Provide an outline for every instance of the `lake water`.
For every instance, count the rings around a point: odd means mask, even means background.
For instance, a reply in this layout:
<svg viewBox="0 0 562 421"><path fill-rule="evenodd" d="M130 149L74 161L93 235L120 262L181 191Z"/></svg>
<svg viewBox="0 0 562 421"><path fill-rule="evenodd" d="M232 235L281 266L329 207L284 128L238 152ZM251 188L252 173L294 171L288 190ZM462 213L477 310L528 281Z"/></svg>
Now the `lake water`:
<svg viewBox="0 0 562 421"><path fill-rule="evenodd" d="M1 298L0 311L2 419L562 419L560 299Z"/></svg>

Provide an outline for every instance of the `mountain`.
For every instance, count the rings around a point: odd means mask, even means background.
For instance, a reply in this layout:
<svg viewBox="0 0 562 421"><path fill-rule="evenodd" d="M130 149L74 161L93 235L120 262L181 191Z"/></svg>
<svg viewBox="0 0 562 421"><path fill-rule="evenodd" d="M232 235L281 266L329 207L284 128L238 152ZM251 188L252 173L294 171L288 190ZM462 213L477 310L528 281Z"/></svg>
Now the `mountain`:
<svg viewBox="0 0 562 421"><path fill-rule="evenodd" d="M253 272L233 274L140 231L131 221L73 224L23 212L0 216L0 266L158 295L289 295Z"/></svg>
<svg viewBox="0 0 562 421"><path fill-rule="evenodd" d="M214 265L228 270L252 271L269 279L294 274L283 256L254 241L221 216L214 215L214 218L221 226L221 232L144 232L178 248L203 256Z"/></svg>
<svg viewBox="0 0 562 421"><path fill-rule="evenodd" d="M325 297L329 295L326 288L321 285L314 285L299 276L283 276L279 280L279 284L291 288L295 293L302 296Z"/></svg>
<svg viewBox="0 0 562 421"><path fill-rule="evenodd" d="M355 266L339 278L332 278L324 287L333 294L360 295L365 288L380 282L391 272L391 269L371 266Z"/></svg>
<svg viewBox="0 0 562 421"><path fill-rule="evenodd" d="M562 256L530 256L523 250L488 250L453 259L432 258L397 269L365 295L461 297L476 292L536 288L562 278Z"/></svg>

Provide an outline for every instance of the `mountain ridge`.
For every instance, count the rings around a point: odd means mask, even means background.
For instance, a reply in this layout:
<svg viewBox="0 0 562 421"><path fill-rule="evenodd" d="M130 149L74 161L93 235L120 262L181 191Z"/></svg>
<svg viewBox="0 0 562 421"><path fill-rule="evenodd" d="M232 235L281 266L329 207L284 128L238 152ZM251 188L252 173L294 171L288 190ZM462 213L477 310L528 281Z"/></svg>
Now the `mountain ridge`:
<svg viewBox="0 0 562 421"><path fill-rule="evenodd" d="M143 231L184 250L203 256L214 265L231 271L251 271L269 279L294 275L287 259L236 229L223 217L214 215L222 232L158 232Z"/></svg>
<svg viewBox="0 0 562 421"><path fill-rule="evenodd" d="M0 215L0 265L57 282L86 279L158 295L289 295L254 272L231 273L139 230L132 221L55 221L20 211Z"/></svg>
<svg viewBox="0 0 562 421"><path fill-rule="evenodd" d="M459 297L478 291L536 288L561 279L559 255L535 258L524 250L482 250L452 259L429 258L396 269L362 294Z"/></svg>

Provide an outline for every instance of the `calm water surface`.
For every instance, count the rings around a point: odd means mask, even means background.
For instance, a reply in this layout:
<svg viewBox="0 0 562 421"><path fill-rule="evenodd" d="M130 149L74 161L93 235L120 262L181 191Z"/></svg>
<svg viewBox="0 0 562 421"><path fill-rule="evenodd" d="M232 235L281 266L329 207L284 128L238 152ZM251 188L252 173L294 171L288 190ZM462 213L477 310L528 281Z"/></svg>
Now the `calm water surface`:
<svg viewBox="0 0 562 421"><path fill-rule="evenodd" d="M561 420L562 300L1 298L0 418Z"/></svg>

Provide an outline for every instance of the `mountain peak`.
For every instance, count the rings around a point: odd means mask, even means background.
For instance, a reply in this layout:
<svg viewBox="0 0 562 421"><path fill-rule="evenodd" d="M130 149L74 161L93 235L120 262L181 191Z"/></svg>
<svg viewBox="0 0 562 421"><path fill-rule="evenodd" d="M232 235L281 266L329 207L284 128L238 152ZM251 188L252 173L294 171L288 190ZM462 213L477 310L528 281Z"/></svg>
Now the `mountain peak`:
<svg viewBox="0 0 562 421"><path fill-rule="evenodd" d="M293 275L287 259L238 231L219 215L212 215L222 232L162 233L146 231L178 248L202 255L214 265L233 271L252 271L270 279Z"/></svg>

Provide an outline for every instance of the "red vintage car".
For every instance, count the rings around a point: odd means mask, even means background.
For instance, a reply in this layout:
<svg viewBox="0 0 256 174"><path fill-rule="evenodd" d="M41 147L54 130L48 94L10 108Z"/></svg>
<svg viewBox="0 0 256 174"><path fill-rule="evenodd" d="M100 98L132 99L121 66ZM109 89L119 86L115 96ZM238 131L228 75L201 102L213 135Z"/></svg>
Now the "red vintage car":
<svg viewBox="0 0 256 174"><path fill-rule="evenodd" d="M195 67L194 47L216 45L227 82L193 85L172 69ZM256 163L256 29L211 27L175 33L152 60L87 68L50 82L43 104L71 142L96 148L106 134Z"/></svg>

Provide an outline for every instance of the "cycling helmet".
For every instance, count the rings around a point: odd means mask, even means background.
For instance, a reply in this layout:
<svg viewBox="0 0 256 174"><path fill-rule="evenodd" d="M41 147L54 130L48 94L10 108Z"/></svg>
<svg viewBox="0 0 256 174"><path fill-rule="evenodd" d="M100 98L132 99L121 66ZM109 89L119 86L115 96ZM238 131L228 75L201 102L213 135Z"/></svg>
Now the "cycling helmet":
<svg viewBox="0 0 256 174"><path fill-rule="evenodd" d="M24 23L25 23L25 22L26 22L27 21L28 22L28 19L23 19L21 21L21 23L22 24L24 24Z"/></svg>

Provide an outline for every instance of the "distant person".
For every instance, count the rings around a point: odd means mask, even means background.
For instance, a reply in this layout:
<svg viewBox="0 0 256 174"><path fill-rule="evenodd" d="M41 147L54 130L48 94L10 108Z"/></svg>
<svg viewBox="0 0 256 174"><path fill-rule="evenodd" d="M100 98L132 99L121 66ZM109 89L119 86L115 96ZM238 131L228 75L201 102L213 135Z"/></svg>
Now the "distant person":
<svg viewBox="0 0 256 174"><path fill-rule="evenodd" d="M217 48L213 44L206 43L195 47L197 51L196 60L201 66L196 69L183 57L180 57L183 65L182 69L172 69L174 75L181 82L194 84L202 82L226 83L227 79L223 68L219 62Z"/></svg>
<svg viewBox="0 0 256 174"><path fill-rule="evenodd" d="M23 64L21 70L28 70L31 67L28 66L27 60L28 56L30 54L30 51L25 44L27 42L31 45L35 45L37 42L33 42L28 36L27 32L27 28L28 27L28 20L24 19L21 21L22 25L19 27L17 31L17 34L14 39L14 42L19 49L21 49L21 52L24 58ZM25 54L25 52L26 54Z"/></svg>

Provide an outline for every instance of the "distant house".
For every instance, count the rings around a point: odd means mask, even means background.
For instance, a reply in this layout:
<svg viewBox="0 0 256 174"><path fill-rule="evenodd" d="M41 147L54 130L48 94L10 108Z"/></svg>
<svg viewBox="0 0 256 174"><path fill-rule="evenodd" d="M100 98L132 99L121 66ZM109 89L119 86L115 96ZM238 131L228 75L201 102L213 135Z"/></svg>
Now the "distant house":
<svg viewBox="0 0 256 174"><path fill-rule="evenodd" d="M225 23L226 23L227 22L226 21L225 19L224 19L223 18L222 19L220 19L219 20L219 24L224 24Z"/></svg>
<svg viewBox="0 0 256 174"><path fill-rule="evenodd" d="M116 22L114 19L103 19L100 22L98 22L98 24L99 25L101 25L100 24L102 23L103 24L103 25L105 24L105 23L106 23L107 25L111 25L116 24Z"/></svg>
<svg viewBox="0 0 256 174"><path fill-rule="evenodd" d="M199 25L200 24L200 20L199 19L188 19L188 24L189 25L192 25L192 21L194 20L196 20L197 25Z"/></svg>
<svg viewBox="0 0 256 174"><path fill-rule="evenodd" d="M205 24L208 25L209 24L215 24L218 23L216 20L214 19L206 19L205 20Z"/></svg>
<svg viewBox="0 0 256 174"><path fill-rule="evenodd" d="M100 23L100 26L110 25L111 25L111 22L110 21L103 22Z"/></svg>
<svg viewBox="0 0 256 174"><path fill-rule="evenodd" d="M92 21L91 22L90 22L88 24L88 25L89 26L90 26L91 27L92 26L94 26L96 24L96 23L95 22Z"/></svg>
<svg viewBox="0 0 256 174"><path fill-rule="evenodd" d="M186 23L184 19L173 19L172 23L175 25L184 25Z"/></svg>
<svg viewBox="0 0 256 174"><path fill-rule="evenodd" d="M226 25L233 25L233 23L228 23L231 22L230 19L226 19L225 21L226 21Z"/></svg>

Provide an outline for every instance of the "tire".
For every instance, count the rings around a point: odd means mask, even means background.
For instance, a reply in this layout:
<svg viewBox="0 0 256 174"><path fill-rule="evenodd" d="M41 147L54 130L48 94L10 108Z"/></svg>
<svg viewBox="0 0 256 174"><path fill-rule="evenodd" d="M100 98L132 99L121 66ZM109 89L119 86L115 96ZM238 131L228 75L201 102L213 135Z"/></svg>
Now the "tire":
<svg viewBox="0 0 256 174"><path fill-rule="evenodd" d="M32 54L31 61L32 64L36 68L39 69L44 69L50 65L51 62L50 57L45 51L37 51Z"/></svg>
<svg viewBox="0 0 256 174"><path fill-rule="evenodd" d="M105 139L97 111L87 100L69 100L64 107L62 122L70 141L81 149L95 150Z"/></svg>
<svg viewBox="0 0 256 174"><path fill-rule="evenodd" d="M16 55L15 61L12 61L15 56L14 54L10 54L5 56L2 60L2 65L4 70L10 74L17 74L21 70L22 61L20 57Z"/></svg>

Given request ::
Put the lines from the first line of the rows above to the line with "298L0 311L2 419L562" into a Markdown table with the columns No and Line, numbering each line and leaving out blank ones.

Full solution ::
| No | Line |
|---|---|
| 1 | Provide an outline for every instance of the `lake water`. |
| 2 | For every instance, count the rings around a point: odd means mask, even means background. |
| 3 | For instance, a reply in this layout: |
| 4 | <svg viewBox="0 0 562 421"><path fill-rule="evenodd" d="M130 149L74 161L93 235L120 262L181 191Z"/></svg> |
| 5 | <svg viewBox="0 0 562 421"><path fill-rule="evenodd" d="M232 235L281 266L329 207L284 128L238 152ZM251 188L252 173L294 171L288 190ZM462 213L477 310L528 281Z"/></svg> |
| 6 | Now the `lake water`: |
| 7 | <svg viewBox="0 0 562 421"><path fill-rule="evenodd" d="M1 298L0 311L2 419L562 419L560 299Z"/></svg> |